* [Tasks]
**A.** Reproduce the portion of the Cardio Track machine learning canvas between "Cardio Track ML" and "long-term cardiovascular health.", inclusive.
**B.** According to the Cardio Track machine learning canvas, what type of classification task does the system perform?

* [Selected excerpt]
──────
CardioTrackTest / docs /CardioTrack_ML_Canvas.md
Martinacap02's picture
Init deploy branch for HF Space
f7d11f7

CARDIO TRACK - MACHINE LEARNING CANVAS

Designed for: Giulio Mallardi
Designed by: D. Boccuzzi, M. Capone, F. Rosmarino
Date: 17/10/2025
Iteration: 2


1. Prediction Task

Cardio Track ML system performs a binary classification task based on clinical data from individual patients, with the goal of predicting the presence or absence of heart disease.
Specifically, the model analyzes each patient’s clinical features and risk factors to estimate the likelihood of developing heart failure.

There are two possible prediction outcomes:

  • Positive: when the patient shows indicators of heart failure.
  • Negative: when no signs of disease are detected.

2. Decisions

The system’s predictions support cardiologists and public health institutions (ASL).
For positive cases, cardiologists can order further tests, start monitoring, and define personalized treatments.
Aggregated results help public health institutions plan resources, prioritize facilities, and promote prevention and lifestyle improvements for long-term cardiovascular health.


3. Value Proposition

The main end users are cardiologists and local health authorities (ASL).
For cardiologists, the system provides a reliable tool to assist in the early diagnosis of heart failure.
──────
* [Data excerpts]

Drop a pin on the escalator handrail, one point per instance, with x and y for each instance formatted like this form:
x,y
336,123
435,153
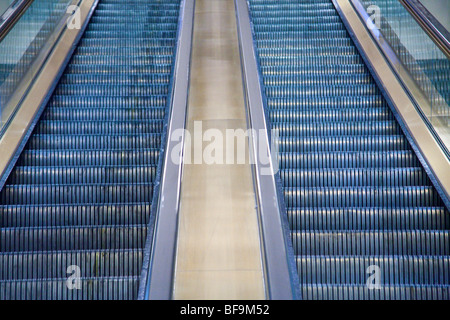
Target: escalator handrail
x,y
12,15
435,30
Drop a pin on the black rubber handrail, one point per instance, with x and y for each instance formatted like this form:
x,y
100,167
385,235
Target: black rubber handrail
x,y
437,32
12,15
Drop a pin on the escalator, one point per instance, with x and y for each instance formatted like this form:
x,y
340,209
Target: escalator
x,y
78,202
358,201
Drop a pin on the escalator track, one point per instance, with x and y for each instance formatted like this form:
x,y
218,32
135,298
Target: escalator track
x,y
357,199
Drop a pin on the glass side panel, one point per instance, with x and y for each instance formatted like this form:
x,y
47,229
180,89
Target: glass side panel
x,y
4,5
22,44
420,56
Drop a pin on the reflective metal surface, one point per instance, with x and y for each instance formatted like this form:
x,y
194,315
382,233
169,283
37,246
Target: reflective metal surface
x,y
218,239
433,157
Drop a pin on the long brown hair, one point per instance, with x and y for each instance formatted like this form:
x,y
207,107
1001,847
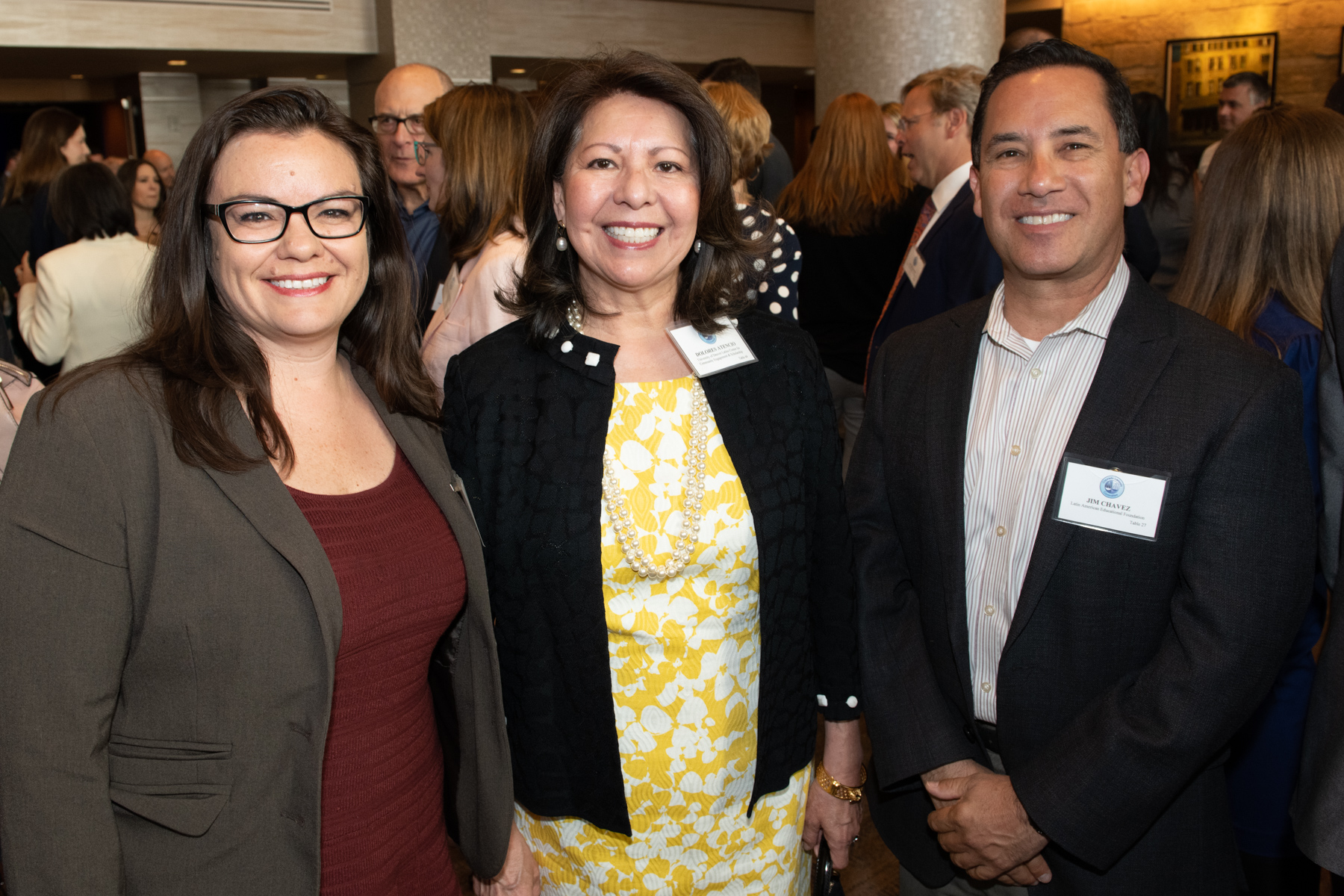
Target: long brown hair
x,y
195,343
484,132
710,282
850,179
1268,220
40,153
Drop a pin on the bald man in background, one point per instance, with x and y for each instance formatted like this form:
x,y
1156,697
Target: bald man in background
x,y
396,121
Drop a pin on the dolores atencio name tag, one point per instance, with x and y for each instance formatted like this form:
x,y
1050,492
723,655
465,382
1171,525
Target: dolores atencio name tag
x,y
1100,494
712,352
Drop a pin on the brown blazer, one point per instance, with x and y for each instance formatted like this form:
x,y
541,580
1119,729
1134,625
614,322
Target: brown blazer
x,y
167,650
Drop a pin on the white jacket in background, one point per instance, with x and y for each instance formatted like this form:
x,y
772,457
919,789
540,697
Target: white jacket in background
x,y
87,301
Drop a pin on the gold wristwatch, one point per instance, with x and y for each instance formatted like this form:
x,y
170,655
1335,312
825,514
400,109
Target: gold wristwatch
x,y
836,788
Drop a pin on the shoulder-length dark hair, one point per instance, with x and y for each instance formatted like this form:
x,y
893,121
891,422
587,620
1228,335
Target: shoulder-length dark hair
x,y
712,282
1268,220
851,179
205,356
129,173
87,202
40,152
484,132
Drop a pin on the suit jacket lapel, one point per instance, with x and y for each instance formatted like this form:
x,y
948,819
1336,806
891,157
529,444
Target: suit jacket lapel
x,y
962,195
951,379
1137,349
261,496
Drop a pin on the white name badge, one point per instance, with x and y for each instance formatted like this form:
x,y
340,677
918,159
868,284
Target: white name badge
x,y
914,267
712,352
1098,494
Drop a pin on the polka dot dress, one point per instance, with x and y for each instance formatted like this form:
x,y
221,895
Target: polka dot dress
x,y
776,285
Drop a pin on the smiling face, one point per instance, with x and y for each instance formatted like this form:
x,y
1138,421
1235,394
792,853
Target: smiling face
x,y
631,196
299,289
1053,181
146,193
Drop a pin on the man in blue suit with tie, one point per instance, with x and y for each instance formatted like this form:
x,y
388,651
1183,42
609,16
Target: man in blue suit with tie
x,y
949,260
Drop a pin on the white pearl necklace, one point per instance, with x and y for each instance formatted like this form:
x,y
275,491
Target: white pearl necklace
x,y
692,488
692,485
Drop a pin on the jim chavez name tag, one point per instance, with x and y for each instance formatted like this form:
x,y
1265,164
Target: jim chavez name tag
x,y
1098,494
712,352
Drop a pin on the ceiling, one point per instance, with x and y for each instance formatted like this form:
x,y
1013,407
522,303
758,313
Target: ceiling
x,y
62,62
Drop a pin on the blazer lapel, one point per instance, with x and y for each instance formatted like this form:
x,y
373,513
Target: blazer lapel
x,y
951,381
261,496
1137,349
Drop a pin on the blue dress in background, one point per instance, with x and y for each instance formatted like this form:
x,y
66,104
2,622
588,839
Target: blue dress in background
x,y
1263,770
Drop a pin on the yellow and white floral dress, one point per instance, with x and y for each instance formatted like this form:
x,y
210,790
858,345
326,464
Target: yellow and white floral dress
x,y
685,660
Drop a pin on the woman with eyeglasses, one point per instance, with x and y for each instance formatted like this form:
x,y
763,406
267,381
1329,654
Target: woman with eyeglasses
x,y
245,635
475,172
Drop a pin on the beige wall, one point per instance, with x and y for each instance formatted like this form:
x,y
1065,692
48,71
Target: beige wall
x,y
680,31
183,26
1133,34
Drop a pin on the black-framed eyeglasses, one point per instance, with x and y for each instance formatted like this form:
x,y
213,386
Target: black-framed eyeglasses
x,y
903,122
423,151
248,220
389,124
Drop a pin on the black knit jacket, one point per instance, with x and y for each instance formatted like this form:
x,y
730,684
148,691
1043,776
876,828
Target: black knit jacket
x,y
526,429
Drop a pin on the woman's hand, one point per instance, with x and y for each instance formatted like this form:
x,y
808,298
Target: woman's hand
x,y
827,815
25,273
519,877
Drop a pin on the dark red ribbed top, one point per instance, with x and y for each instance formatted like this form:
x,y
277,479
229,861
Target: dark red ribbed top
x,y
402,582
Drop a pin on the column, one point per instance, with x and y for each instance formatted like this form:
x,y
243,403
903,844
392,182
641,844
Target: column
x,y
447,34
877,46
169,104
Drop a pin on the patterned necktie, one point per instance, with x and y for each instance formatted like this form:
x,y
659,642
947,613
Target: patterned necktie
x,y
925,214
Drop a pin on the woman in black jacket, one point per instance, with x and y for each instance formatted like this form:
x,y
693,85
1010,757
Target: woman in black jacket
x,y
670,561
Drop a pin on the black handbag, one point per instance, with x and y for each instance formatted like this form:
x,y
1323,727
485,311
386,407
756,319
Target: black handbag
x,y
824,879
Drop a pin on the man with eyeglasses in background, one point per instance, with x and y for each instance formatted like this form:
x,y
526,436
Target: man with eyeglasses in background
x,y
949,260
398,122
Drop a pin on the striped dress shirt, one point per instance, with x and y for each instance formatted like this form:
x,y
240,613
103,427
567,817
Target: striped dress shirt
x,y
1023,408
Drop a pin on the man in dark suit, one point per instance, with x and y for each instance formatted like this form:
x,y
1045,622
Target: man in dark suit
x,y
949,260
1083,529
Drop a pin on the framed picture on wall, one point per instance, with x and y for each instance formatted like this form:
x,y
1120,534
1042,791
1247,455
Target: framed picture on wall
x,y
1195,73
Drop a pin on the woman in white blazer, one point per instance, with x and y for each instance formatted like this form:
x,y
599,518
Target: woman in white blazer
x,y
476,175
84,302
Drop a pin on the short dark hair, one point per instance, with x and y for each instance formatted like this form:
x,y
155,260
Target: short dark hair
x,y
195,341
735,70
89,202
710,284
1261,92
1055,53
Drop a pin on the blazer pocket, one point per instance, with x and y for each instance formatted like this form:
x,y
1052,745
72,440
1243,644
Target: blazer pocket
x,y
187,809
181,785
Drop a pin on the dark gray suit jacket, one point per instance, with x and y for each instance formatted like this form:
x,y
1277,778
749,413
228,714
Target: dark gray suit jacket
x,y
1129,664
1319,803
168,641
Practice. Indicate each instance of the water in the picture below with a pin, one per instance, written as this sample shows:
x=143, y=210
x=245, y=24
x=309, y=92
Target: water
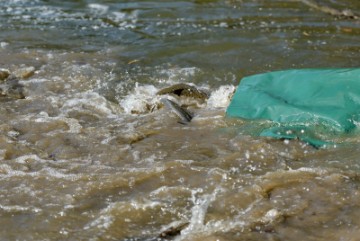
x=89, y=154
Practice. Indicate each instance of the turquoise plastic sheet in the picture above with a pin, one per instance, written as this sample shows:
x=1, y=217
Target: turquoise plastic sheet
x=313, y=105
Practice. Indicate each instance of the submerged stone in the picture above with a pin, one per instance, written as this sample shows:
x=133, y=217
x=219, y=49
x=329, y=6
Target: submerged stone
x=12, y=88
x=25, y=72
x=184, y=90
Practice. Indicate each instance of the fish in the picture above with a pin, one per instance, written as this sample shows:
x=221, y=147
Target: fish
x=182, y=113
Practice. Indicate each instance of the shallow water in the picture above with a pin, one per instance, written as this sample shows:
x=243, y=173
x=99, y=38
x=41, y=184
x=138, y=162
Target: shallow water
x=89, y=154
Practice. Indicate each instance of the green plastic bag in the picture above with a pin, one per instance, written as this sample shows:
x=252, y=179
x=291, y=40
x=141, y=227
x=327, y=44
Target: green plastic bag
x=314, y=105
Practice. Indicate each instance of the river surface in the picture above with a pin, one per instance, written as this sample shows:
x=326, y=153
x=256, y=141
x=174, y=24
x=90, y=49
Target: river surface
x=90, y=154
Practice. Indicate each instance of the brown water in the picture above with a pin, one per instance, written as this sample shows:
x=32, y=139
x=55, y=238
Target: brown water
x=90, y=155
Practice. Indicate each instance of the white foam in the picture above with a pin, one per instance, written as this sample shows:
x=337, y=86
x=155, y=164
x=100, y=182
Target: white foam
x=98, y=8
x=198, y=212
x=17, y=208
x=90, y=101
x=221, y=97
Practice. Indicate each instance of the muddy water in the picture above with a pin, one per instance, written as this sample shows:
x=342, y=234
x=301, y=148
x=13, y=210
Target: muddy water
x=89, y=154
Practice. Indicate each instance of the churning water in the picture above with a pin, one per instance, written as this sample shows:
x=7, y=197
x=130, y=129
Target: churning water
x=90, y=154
──────
* [Responses in order]
**A.**
Cardio Track ML system performs a binary classification task based on clinical data from individual patients, with the goal of predicting the presence or absence of heart disease.
Specifically, the model analyzes each patient’s clinical features and risk factors to estimate the likelihood of developing heart failure.

There are two possible prediction outcomes:

  • Positive: when the patient shows indicators of heart failure.
  • Negative: when no signs of disease are detected.

2. Decisions

The system’s predictions support cardiologists and public health institutions (ASL).
For positive cases, cardiologists can order further tests, start monitoring, and define personalized treatments.
Aggregated results help public health institutions plan resources, prioritize facilities, and promote prevention and lifestyle improvements for long-term cardiovascular health.

**B.** A binary classification task based on clinical data from individual patients.